## Aufgabenstellung:
Übersetze bitte aus dem Text über Schlafapps den Satz „Die Informationen dafür bezieht die Software aus den Sensoren der Geräte.“ ins Englische.

## Auszug zum Lesen:
Wer schlecht schläft, aber den Gang ins Schlaflabor scheut, greift gerne zu Smartwatch oder Smartphone und installiert eine der Hunderten von Schlafapps, die detaillierte Schlafprotokolle versprechen.
Die Informationen dafür bezieht die Software aus den Sensoren der Geräte. Am Arm oder auf der Matratze wird jede Bewegung und Erschütterung im Bett registriert, einer Wach- bis Tiefschlafphase zugeordnet und schliesslich als Nacht mit mehr oder weniger langem und gutem Schlaf gedeutet.
Praxistest im Schlaflabor
Wer das tut, liegt voll im Trend. «Wir sehen fast täglich Patienten, die uns solche Messungen zeigen», bestätigt Schlafmediziner Jens Acker von der Klinik für Schlafmedizin in Bad Zurzach. Wer bei ihm eine Nacht im Schlaflabor verbringt, wird gründlich unter die Lupe genommen: Hirnströme, Herzrhythmus, Muskelaktivität, Atmung, Schnarchen oder Beinbewegung – nichts entgeht der Aufmerksamkeit der Kameras und Messgeräte.
Wie gut schneiden Schlafapps im Vergleich ab? «Puls» hat die Probe aufs Exempel gemacht und einen Probanden im Schlaflabor übernachten lassen: Zum einen voll verkabelt, zum anderen mit Smartwatch und Smartphone versehen. Auf denen sind vier zufällig ausgewählte Schlafapps installiert.

## Rohdaten:
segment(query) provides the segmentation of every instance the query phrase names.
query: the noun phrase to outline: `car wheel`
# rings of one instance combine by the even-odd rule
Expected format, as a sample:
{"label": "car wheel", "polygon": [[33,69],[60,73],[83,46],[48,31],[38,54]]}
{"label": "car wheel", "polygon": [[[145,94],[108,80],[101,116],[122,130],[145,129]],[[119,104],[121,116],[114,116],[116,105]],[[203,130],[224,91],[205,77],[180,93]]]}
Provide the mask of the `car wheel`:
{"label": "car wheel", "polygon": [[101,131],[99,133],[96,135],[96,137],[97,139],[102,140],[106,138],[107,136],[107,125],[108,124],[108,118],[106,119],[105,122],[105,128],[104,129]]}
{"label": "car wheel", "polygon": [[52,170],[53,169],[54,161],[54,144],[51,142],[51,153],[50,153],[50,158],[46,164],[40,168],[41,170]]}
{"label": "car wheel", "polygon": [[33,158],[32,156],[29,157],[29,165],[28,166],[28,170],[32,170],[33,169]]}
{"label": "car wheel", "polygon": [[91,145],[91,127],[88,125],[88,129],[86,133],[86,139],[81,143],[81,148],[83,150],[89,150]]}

## Schriftliche Antwort:
The software gets the information for this from the devices' sensors.